Given text:
Exit Opportunity Predictions
Using data from Crunchbase to predict startup exit events
For the past couple of weeks, I have been working on developing a classification model that uses levels of funding in a startup to predict whether or not a VC investing in the company will have an opportunity to cash out of the company. To build my model, I used free data from Crunchbase, which is unfortunately fairly limited. As you can imagine, there aren’t any publicly available databases for historical startup funding rounds, and Crunchbase only offers data for startup funding through 2013 for free. That being said, by using a Random Forest classification model, I was able to gain some interesting insights into the types of factors that increase the probability that a startup will present an exit event for a VC to capitalize on. I classified an exit opportunity as a company that was either acquired or went to an IPO.
Cleaning the Data
The free data offered by Crunchbase is provided in 11 different SQL files that include MySQL scripts and tables written out explicitly for creation. I originally tried to load these tables using Postgres, but the slightly different syntax in MySQL meant that I had to go through the process of creating my own local MySQL database. Once I had this database up and running, I loaded in each of the 11 SQL files, and used the pymysql package to read each of the tables into Python. These tables included a variety of information on each of the startups in the dataset, the investors in each funding round, and details on each of those investors. I used the merge functionality in Pandas to join each of these tables in order to eliminate companies that did not have any valid investors in the dataset. This series of merges left me a dataframe with many unnecessary columns, so at this point I reviewed each of the columns individually and eliminated those that were unnecessary to my model. This cleaning of the model left me with a dataframe with data about historical funding rounds, the companies being funded, and the firms that were doing the funding. To shape this into a manageable format for model creation, I had to organize the data by company into multiple columns. To do this, I looped through all instances of funding for companies across different funding rounds, and created a new column for each different possible round, even if a given company had no funding for a given round. All of this cleaning left me with a data frame that could easily be analyzed using one of the many SKLearn classification models.
Creating the Model
With this data now in a manageable format, I began testing different models. I decided that perfect interpretability was not of the utmost concern, given that I would be creating a dashboard in order to demonstrate my results, so I focused on maximizing the F1 score of my model. I chose F1 because I thought it would be important to maximize both the precision (the ratio of accurate ‘Exit’ predictions to all ‘Exit’ predictions) as well as the recall (the ratio of accurate ‘Exit’ predictions to the total number of ‘Exited’ startups in my sample) of the model. These are both important in this specific problem because, from the perspective of a VC, a user would want to pick as many startups that presented exit opportunities as possible without incorrectly funding startups without exit opportunities. I next ran Random Forest (tested at different maximum depths), Logistic Regression, K-Nearest Neighbors (tested with different values of K), and Naive Bayes models, compared their F1 scores.
F1 Scores by Model
Model | F1 Score |
---|---|
Random Forest (Max Depth=15) | 0.4615 |
Logistic Regression | 0.4072 |
KNN (K=1) | 0.3019 |
Naive Bayes | 0.3463 |
To further cement this decision, I also analyzed the ROC curves of each of these models. The ROC curve helps to explain the efficacy of the model by comparing the sensitivity (true positive rate) to the specificity (false positive rate) across different thresholds for acceptance. A high value for the area under the curve (AUC) of a given model corresponds to a model with a better ratio of sensitivity to specificity across all thresholds. Random Forest was again the best model from my sample by AUC.

Stored rows:
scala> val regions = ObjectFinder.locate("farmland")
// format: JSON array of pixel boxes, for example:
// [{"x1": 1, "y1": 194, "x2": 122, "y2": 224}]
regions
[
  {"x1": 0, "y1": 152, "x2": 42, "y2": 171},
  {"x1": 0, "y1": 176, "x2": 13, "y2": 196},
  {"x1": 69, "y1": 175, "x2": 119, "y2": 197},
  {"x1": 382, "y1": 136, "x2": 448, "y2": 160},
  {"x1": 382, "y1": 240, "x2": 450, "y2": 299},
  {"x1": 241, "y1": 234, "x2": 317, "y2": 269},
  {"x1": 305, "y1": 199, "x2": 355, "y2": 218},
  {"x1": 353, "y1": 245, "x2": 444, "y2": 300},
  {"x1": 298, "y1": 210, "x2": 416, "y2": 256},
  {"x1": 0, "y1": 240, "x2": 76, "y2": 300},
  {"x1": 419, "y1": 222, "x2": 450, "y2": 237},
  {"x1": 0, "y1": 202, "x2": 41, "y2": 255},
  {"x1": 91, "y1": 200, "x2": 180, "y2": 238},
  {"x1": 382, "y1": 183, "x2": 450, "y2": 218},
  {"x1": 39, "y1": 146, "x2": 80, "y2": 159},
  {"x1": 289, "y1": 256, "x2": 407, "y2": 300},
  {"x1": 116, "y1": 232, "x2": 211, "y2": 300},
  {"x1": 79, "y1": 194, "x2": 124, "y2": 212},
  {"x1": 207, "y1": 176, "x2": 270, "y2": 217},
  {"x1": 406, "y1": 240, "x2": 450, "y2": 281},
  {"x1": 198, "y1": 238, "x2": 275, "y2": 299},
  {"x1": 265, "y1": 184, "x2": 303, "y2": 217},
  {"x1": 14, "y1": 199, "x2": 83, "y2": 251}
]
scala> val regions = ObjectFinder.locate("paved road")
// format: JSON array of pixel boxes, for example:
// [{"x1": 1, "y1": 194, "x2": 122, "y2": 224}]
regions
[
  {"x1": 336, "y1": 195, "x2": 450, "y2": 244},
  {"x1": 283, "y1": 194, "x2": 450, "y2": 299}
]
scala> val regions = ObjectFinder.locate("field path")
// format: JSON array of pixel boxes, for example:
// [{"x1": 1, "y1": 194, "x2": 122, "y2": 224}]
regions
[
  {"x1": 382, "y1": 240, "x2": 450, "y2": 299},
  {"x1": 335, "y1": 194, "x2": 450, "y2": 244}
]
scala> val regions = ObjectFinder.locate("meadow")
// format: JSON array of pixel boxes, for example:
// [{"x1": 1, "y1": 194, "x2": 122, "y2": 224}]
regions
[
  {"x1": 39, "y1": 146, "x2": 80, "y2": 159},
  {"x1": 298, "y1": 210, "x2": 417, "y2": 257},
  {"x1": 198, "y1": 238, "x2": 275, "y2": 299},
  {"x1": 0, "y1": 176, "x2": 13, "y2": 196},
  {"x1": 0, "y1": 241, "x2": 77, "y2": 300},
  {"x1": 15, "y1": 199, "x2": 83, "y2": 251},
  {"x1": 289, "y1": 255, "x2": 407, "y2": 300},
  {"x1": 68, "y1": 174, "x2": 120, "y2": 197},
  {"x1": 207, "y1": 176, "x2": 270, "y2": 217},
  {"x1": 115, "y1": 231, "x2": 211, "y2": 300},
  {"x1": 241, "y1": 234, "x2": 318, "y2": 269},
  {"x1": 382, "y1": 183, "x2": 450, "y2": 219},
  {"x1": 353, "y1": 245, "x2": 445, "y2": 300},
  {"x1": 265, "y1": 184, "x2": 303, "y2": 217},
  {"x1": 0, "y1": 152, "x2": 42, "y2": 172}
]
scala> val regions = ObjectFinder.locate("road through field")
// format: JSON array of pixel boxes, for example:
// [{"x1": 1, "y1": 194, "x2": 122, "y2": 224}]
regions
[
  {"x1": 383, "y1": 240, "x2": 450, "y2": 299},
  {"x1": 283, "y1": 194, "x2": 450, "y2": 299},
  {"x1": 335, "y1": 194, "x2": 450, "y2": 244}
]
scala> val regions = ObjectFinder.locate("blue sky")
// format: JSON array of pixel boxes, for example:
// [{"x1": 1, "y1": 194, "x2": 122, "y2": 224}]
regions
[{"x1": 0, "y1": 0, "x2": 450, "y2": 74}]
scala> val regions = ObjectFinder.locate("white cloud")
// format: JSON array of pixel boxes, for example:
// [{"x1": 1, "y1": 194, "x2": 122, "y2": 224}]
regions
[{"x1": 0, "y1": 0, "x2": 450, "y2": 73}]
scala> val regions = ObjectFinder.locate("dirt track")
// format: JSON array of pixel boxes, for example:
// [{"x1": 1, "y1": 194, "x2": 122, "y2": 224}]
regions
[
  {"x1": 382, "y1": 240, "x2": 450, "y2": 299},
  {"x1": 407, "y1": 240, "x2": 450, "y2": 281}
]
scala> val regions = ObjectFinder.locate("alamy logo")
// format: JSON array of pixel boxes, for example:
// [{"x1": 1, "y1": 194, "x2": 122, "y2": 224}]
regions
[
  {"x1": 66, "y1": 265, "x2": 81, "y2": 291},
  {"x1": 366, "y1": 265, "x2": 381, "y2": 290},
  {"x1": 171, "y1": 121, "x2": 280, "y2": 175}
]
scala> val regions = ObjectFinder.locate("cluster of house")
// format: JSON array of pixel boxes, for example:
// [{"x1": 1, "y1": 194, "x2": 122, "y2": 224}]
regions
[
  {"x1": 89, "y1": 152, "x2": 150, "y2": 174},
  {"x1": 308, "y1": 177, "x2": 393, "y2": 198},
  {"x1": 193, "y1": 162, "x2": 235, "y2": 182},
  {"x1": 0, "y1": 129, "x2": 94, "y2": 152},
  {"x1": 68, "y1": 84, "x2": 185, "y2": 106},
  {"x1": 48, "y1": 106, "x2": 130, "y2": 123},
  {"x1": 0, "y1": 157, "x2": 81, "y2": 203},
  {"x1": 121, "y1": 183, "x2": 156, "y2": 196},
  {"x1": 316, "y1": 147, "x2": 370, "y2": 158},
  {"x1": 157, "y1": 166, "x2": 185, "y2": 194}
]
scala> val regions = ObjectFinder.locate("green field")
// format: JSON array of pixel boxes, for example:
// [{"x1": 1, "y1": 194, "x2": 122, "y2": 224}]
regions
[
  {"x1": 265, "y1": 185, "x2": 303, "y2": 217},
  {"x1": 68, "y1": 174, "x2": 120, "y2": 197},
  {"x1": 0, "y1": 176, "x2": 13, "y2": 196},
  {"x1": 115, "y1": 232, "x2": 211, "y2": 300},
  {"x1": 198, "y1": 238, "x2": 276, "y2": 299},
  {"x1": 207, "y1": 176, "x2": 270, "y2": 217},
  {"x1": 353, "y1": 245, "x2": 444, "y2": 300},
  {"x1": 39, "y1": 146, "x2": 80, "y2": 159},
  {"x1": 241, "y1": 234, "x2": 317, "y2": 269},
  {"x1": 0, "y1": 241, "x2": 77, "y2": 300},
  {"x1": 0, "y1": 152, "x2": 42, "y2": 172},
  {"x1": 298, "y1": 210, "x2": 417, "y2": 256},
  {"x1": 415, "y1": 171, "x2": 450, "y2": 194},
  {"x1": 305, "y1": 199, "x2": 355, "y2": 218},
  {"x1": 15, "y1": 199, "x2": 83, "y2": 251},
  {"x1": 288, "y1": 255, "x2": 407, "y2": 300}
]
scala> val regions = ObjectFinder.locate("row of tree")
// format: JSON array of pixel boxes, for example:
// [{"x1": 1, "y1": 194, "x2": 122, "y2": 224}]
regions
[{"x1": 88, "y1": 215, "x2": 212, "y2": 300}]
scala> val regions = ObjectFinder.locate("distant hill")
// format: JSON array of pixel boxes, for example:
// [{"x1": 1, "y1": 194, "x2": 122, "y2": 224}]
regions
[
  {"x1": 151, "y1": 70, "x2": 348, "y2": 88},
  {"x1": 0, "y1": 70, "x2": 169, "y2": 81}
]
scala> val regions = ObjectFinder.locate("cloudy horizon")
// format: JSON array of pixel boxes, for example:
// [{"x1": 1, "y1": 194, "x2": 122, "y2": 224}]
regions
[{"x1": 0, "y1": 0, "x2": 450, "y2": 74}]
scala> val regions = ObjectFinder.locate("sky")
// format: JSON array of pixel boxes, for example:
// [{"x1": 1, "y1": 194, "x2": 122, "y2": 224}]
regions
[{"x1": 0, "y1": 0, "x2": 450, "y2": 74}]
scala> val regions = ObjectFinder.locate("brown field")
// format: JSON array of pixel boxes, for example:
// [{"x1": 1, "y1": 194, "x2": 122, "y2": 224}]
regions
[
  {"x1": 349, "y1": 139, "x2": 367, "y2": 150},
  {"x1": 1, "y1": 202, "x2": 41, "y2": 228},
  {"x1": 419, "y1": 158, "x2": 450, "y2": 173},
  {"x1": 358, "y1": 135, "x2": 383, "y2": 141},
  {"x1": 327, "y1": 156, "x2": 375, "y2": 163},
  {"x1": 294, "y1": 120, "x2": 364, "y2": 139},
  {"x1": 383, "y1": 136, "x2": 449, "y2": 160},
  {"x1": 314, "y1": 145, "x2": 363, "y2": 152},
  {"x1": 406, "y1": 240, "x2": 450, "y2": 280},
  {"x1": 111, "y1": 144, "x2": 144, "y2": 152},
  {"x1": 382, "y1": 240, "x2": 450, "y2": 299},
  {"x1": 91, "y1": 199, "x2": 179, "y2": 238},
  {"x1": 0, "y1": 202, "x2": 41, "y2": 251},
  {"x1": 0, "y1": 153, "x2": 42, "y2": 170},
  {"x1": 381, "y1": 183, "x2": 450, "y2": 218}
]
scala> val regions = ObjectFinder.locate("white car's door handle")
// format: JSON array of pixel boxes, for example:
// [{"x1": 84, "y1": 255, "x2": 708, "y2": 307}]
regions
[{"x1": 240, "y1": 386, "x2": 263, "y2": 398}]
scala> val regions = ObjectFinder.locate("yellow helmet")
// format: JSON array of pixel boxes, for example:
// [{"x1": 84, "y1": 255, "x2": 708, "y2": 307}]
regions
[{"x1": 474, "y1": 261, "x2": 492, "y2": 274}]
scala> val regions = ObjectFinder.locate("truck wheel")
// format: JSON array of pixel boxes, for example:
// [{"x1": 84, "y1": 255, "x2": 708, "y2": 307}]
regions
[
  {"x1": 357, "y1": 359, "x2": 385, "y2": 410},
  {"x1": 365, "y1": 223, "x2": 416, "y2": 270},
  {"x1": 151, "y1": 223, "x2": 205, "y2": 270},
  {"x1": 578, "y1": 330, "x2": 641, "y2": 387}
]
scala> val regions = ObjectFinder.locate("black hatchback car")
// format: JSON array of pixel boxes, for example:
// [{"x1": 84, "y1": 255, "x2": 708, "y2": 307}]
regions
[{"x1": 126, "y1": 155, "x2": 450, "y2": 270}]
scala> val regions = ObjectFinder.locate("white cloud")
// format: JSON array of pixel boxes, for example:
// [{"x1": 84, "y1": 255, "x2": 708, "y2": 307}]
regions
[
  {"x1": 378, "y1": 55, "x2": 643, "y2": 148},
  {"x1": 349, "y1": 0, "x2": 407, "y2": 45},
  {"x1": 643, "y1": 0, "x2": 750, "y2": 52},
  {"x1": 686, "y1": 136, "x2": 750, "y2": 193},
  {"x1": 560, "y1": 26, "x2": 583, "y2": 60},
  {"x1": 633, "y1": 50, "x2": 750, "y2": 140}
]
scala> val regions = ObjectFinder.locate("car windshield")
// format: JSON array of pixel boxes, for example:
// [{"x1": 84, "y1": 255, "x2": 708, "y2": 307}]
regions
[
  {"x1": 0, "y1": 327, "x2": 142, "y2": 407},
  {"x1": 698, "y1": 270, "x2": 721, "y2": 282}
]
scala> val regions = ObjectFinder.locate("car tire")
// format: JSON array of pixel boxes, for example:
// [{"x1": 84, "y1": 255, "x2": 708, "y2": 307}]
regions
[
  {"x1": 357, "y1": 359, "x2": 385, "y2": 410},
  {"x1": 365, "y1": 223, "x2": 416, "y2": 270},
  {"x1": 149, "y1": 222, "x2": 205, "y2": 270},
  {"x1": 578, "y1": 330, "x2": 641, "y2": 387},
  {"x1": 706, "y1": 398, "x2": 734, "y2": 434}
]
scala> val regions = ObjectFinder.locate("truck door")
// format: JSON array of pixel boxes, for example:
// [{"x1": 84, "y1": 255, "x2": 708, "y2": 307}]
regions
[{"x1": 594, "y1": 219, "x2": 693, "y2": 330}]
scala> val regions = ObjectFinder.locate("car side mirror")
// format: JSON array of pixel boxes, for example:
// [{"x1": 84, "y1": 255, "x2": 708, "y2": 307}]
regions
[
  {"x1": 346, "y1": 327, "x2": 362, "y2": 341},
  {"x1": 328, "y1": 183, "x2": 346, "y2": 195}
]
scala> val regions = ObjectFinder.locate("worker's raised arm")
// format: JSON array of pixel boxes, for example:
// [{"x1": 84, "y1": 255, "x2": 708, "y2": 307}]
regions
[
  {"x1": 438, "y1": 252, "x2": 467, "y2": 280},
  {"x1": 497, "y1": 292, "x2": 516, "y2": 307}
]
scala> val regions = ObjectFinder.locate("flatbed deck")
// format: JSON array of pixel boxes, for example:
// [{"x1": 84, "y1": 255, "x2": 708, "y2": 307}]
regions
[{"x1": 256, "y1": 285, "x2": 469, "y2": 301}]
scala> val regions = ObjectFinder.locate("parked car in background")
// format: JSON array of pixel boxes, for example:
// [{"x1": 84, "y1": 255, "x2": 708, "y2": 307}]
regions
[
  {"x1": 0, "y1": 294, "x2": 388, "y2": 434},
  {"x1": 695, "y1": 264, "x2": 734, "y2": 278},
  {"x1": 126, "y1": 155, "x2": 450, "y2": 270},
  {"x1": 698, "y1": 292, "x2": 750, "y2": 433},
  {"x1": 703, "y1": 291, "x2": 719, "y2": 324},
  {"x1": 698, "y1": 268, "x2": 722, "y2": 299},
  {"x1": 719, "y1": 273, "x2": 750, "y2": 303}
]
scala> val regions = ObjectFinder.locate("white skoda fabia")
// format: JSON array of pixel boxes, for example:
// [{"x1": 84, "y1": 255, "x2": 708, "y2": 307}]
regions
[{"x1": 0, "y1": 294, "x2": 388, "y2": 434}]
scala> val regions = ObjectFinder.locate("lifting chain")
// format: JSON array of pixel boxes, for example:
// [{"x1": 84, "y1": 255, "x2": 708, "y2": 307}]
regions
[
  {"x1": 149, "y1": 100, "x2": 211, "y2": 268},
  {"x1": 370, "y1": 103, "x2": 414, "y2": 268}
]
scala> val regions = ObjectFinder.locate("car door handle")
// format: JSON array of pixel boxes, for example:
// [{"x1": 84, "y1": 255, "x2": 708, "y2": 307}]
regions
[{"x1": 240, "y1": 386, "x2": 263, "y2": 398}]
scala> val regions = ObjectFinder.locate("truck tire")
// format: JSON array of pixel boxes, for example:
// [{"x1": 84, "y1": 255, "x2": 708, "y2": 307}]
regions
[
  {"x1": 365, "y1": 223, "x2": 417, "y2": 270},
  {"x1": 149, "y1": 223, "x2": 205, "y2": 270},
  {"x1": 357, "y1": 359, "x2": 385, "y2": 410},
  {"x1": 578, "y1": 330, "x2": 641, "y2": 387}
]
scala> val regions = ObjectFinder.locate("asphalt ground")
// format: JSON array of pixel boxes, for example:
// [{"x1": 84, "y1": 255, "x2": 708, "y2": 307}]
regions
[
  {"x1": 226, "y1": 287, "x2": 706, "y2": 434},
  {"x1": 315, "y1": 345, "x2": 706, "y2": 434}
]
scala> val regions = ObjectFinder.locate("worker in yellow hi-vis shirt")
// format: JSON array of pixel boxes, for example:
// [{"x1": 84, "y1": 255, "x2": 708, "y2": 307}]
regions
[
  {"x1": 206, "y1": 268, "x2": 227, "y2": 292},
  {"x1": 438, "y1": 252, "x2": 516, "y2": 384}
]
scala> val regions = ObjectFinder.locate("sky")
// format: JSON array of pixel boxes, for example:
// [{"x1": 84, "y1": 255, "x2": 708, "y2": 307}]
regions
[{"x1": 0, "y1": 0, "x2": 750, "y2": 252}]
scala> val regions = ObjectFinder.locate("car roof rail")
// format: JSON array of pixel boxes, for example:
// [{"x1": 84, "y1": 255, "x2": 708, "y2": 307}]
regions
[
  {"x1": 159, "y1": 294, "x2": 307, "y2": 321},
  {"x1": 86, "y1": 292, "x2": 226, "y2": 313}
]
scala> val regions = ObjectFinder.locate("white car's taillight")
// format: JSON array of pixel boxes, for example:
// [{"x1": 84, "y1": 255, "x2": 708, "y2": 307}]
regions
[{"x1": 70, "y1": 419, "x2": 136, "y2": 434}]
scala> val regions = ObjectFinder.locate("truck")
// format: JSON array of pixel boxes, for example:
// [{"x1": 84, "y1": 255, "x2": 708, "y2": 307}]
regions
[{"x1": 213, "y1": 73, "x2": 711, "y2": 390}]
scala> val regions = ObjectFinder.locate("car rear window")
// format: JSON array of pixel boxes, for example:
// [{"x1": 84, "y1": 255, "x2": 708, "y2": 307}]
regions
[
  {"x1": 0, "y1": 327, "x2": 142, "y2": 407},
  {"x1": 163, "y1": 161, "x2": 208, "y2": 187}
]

Written exercise 1:
Pull out every line of the records that contains the string "truck", and copy each one unchanged.
Written exercise 2:
Extend the write-up on predicting startup exits, starting after its final sentence.
The write-up on predicting startup exits and the records have nothing to do with each other.

Exercise response 1:
scala> val regions = ObjectFinder.locate("truck wheel")
scala> val regions = ObjectFinder.locate("truck door")
scala> val regions = ObjectFinder.locate("truck tire")
scala> val regions = ObjectFinder.locate("truck")

Exercise response 2:
Having decided on using a Random Forest model for my classifier, I started to analyze the model more in order to optimize its performance. I started by analyzing the precision vs. recall of the model at different thresholds, and found a threshold of 0.2858 to be optimal for my F1 score.
In addition, I found that the most important features in my model were the number of milestones met, the total funding, and the size of the largest investor. On the other hand, amount of angel investing and crowdfunding were found to have little impact on the exit probability. I reviewed some of the results from my test sample, and found that some notable companies such as Twitter and Spotify were correctly predicted as presenting a high exit probability.
Creating the dashboard
Once I had an accurate model to use, I created a dashboard using Flask and D3 to allow for interpretable results. The dashboard allowed a user to vary the different features of the model (such as size of funding rounds and number of milestones met) in order to see the probability of exit based on the selection. Changing the features also created a similarity graph on the dashboard of startups from the sample with similar attributes. These nodes were all clickable, taking a user to the homepage for the company represented by the node so they could better explore these relationships. D3 was used to create the sliders for the feature selection, display the modeled probabilities, and generate the nodes (using a force directed graph).
Takeaways
Overall, this was a great project to see how data science could be applied to a financial problem. Having something in place to help VCs make funding decisions could be incredibly useful. Estimates vary on VC success rates, but some put it as low as 25%, and using my model could help boost that probability to maximize profits and ensure that the proper companies are being funded. With the data as limited as it was, this model certainly has some room for improvement. In particular, I would like to see more information on valuations at each funding round, as well as user counts and balance sheet items like revenue. If my model was accurate to this degree with this data, I would think that layering in this additional insight could make it usable to VCs of all sizes. Hopefully I can one day have access to the more detailed Pitchbook data in order to improve this model, but as it stands right now, I’m happy to have learned so much about classification with Python and building an app with D3 and HTML/CSS.